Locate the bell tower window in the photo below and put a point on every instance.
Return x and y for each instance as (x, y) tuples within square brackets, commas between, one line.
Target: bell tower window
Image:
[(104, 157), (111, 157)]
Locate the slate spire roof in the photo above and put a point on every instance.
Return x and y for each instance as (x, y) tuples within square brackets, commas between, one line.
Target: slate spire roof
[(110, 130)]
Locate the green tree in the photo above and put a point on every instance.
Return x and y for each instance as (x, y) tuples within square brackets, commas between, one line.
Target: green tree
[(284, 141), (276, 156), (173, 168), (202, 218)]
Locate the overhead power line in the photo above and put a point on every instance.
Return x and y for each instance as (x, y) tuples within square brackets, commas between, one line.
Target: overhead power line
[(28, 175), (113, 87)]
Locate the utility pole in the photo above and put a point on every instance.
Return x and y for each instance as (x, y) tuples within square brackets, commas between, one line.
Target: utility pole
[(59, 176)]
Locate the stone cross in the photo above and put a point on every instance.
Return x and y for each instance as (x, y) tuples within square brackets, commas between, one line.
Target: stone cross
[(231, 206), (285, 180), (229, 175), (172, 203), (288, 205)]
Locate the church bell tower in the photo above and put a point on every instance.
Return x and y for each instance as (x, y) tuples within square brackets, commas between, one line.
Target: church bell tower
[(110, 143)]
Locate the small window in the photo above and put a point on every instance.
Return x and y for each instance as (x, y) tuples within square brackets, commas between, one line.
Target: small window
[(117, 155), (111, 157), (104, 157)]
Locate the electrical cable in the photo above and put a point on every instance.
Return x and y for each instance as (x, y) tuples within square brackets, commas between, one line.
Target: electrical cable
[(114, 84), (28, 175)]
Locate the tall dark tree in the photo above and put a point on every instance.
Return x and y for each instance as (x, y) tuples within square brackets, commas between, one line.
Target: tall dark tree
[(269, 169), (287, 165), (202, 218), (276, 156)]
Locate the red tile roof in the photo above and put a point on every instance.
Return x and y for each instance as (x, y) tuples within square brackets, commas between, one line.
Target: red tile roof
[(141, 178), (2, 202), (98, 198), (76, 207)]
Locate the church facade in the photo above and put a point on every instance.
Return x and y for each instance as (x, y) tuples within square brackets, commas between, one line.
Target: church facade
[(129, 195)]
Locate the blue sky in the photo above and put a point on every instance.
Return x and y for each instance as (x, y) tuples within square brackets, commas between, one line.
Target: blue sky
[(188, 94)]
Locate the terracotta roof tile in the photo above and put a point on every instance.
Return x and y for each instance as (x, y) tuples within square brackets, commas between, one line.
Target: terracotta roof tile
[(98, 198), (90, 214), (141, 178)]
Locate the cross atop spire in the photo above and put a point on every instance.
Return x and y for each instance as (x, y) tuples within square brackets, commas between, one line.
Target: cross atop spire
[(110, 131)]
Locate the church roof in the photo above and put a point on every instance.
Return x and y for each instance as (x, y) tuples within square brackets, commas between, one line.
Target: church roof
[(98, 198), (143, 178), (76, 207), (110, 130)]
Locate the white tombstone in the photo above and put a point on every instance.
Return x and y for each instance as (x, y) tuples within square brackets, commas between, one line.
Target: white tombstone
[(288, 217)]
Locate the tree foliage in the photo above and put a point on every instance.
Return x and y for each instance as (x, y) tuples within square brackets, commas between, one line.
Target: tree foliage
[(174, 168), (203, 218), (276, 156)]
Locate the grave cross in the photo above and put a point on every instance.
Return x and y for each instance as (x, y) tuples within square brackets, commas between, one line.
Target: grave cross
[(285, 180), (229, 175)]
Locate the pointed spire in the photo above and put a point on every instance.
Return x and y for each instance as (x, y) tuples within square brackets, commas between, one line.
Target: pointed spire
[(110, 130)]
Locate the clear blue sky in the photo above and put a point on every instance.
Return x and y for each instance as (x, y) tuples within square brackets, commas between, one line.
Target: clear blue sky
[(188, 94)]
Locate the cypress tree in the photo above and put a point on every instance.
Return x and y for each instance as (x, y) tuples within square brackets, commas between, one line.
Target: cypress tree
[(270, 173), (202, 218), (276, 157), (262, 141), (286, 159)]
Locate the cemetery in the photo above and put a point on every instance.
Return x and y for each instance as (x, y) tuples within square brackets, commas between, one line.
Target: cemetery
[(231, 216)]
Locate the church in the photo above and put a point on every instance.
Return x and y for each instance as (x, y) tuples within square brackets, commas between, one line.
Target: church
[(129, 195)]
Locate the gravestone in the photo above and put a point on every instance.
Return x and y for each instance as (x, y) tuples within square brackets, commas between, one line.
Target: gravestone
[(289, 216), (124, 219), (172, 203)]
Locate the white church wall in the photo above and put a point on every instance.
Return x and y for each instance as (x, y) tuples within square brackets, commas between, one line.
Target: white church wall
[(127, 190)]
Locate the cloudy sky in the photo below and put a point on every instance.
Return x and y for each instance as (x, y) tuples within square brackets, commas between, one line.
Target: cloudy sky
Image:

----------------------------------------

◆ **TASK DIRECTIONS**:
Express the part of the entries that opens with the line containing "Locate the cross" and closes with the line containing "[(110, 131)]" as a two-column CSV with the headers entry_text and answer. Give one row per entry, with each field in double quotes and its line breaks turned into spaces.

◆ **COMPLETE RESPONSE**:
entry_text,answer
"Locate the cross atop spire in the photo above and put a point on every instance. Return x and y for each instance as (x, y) tuples within square brackets, commas between, one line. Target: cross atop spire","[(110, 131)]"